* _BRIEF_:
Reproduce verbatim the lines running from the one containing "Query: olive green throw blanket" to the one containing "177 368 L 182", both included.

____

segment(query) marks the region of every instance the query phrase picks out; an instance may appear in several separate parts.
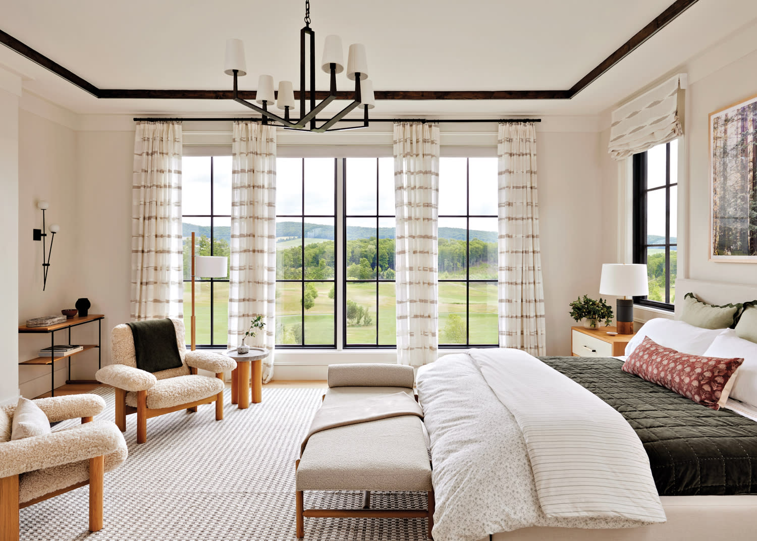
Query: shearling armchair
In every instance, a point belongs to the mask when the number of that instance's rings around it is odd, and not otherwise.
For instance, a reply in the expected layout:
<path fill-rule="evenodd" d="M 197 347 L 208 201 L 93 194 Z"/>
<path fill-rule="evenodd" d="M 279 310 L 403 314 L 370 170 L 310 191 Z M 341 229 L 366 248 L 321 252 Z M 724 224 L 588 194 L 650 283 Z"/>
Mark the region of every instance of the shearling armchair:
<path fill-rule="evenodd" d="M 103 474 L 126 459 L 123 436 L 110 421 L 92 421 L 105 407 L 96 394 L 41 398 L 34 403 L 51 422 L 80 417 L 83 424 L 11 440 L 16 406 L 0 408 L 0 539 L 17 541 L 20 508 L 86 484 L 89 530 L 98 531 Z"/>
<path fill-rule="evenodd" d="M 137 443 L 147 441 L 147 420 L 180 409 L 196 412 L 201 404 L 216 403 L 216 420 L 223 418 L 223 373 L 236 368 L 224 355 L 205 351 L 186 351 L 184 323 L 171 319 L 182 365 L 151 373 L 137 368 L 132 330 L 126 325 L 111 333 L 114 364 L 95 373 L 98 381 L 116 388 L 116 424 L 125 432 L 126 415 L 137 414 Z M 199 375 L 198 368 L 215 378 Z"/>

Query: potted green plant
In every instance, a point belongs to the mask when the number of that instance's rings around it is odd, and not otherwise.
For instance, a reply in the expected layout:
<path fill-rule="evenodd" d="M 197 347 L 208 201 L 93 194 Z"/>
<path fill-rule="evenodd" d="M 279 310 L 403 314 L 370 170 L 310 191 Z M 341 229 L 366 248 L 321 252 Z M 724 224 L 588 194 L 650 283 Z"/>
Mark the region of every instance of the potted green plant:
<path fill-rule="evenodd" d="M 254 338 L 255 337 L 255 329 L 258 328 L 261 331 L 263 328 L 266 326 L 266 322 L 263 321 L 262 316 L 256 316 L 253 319 L 250 320 L 250 328 L 247 330 L 245 333 L 245 336 L 241 339 L 241 344 L 237 347 L 238 353 L 247 353 L 250 351 L 250 347 L 245 344 L 245 340 L 247 340 L 248 337 Z"/>
<path fill-rule="evenodd" d="M 602 297 L 594 300 L 584 295 L 583 299 L 579 297 L 571 303 L 570 307 L 570 316 L 577 322 L 584 319 L 586 328 L 599 328 L 600 322 L 603 319 L 606 325 L 612 323 L 612 309 Z"/>

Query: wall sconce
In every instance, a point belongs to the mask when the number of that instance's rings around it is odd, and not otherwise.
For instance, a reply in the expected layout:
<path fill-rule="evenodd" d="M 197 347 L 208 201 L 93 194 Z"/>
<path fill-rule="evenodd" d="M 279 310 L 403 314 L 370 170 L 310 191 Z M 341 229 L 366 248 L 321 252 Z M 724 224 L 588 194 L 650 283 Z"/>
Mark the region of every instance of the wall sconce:
<path fill-rule="evenodd" d="M 50 269 L 50 254 L 52 253 L 52 241 L 55 240 L 55 233 L 61 231 L 61 226 L 58 224 L 51 224 L 50 232 L 52 236 L 50 238 L 50 249 L 46 250 L 45 238 L 47 233 L 45 232 L 45 211 L 48 210 L 49 204 L 47 201 L 39 201 L 37 208 L 42 211 L 42 229 L 34 229 L 34 240 L 42 241 L 42 291 L 47 285 L 47 272 Z M 47 253 L 45 253 L 47 252 Z"/>

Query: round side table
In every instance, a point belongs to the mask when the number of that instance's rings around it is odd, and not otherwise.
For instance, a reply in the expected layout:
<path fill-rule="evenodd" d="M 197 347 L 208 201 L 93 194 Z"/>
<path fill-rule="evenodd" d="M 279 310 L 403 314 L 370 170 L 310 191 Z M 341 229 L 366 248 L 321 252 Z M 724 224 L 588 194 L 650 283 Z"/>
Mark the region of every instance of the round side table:
<path fill-rule="evenodd" d="M 232 403 L 238 404 L 239 409 L 250 407 L 251 369 L 252 402 L 257 404 L 263 400 L 263 359 L 269 353 L 261 347 L 251 347 L 246 353 L 238 353 L 235 348 L 224 353 L 237 362 L 237 367 L 232 371 Z"/>

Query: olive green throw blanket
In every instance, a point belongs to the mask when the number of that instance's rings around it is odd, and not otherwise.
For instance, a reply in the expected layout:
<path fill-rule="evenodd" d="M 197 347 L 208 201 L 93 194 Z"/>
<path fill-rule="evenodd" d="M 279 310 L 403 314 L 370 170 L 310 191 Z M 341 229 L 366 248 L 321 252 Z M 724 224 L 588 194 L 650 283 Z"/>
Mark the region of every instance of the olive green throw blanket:
<path fill-rule="evenodd" d="M 660 496 L 757 494 L 757 422 L 621 370 L 612 358 L 540 357 L 625 418 Z"/>
<path fill-rule="evenodd" d="M 177 368 L 182 358 L 176 344 L 176 329 L 170 319 L 148 319 L 127 323 L 134 337 L 137 368 L 148 372 Z"/>

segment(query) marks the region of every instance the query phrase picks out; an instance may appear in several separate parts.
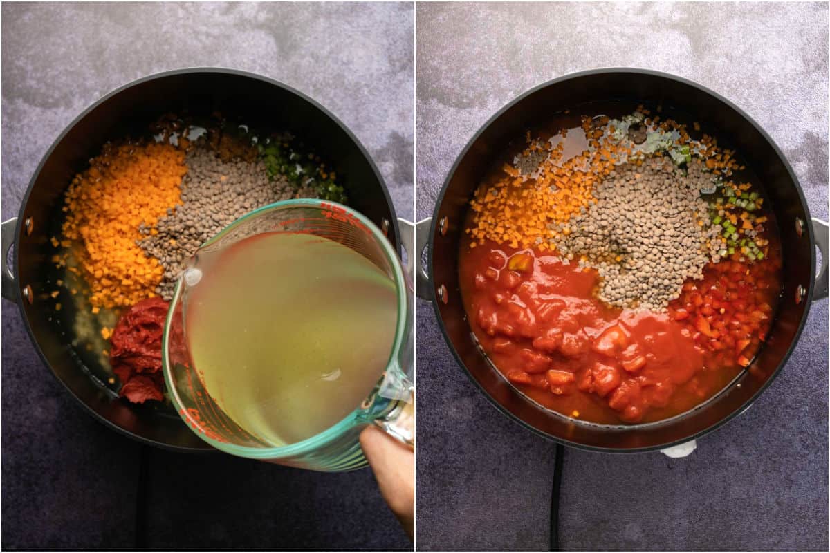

____

* _RESULT BELOW_:
Query: olive green throw blanket
In every instance, a point belongs to the mask when the number of that instance's rings around it is odd, and not otherwise.
For instance, a reply in the expected layout:
<path fill-rule="evenodd" d="M 197 347 L 208 201 L 93 194 Z"/>
<path fill-rule="evenodd" d="M 279 310 L 403 314 L 370 170 L 310 191 Z M 341 229 L 366 248 L 321 252 Z M 724 224 L 588 194 L 650 283 Z"/>
Mark the region of every instance of the olive green throw blanket:
<path fill-rule="evenodd" d="M 660 496 L 757 494 L 757 422 L 621 370 L 612 358 L 540 357 L 625 418 Z"/>
<path fill-rule="evenodd" d="M 177 368 L 182 358 L 176 344 L 176 329 L 170 319 L 148 319 L 127 323 L 134 337 L 137 368 L 148 372 Z"/>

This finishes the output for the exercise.